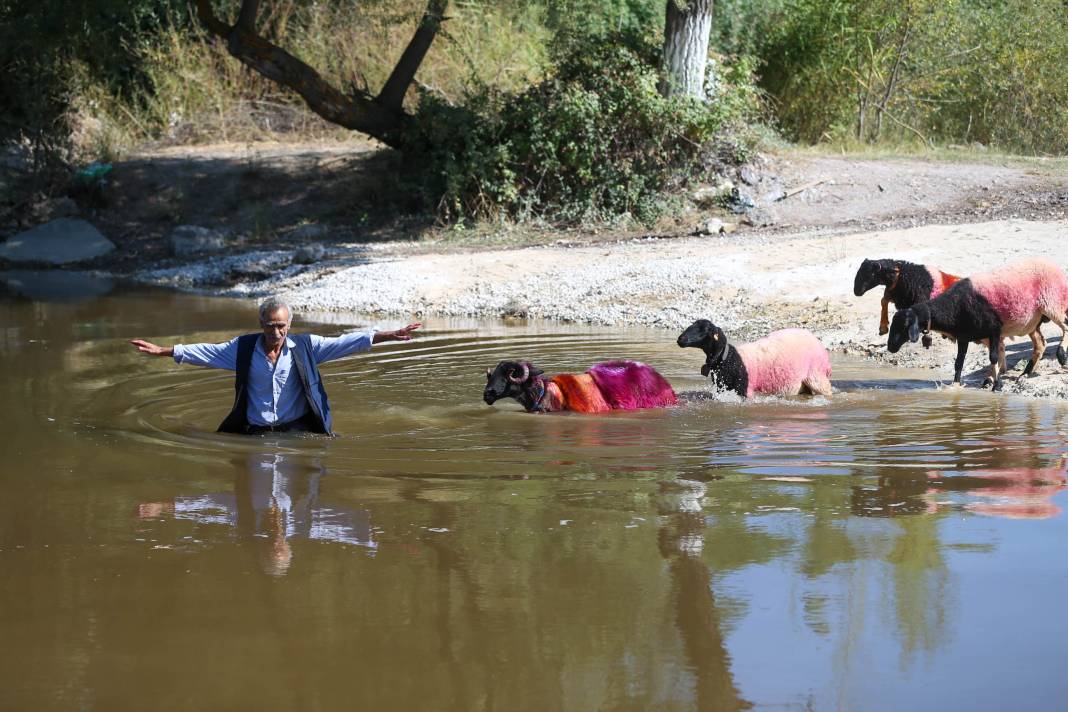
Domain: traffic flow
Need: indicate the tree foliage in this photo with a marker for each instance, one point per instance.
(594, 141)
(960, 70)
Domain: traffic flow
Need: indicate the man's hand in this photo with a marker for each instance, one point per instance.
(152, 349)
(398, 335)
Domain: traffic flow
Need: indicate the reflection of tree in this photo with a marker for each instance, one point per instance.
(680, 540)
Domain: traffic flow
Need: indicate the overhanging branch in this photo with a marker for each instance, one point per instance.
(381, 117)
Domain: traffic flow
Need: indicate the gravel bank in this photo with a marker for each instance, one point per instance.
(749, 284)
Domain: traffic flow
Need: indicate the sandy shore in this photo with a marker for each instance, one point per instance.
(750, 284)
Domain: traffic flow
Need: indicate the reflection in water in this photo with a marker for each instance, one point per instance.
(680, 539)
(276, 499)
(1010, 492)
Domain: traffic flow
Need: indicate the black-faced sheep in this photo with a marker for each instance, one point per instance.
(609, 385)
(784, 363)
(906, 284)
(1010, 301)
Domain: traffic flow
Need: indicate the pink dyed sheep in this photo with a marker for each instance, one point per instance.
(605, 386)
(988, 307)
(784, 363)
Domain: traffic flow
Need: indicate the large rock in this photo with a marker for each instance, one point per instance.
(188, 240)
(57, 242)
(57, 285)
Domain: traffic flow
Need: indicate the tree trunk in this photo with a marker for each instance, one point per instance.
(687, 28)
(381, 117)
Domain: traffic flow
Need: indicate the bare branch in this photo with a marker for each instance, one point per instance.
(247, 18)
(357, 112)
(395, 88)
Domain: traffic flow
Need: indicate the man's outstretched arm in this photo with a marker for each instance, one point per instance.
(211, 356)
(152, 349)
(328, 348)
(397, 335)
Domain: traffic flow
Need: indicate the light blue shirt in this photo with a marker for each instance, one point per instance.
(273, 397)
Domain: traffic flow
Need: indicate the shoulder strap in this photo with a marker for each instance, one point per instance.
(246, 346)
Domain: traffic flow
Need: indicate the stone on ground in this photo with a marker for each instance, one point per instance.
(57, 242)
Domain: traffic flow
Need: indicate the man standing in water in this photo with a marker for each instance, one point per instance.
(269, 396)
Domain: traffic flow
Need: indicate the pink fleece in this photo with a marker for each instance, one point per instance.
(631, 384)
(781, 362)
(1022, 291)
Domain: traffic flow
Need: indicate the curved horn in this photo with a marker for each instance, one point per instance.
(523, 376)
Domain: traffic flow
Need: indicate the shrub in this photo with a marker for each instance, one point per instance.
(594, 141)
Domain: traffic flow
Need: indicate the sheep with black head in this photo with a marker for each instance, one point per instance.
(988, 307)
(605, 386)
(905, 284)
(784, 363)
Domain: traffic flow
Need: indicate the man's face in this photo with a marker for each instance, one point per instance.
(276, 327)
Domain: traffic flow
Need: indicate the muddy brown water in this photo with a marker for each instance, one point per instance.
(895, 548)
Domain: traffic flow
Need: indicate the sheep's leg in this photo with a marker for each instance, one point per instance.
(996, 354)
(883, 316)
(958, 365)
(1059, 320)
(818, 385)
(1037, 349)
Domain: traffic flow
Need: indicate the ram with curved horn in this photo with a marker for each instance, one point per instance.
(609, 385)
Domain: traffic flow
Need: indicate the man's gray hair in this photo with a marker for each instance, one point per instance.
(270, 305)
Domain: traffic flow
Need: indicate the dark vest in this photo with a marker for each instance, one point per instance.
(310, 380)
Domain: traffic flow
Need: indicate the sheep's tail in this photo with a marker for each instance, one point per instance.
(631, 384)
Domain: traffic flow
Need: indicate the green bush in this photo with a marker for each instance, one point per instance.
(594, 141)
(948, 72)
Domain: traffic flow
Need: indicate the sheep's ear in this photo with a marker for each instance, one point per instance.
(913, 325)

#####

**Stated problem:** Copy out every line of the material above that contains the string "pink".

**Full answer:**
Need: indicate the pink dyed sheep in this photo with a marker for each instance, one point per instance.
Need: indicate the pink fleece in this photo with a marker for each instance, one point per instance.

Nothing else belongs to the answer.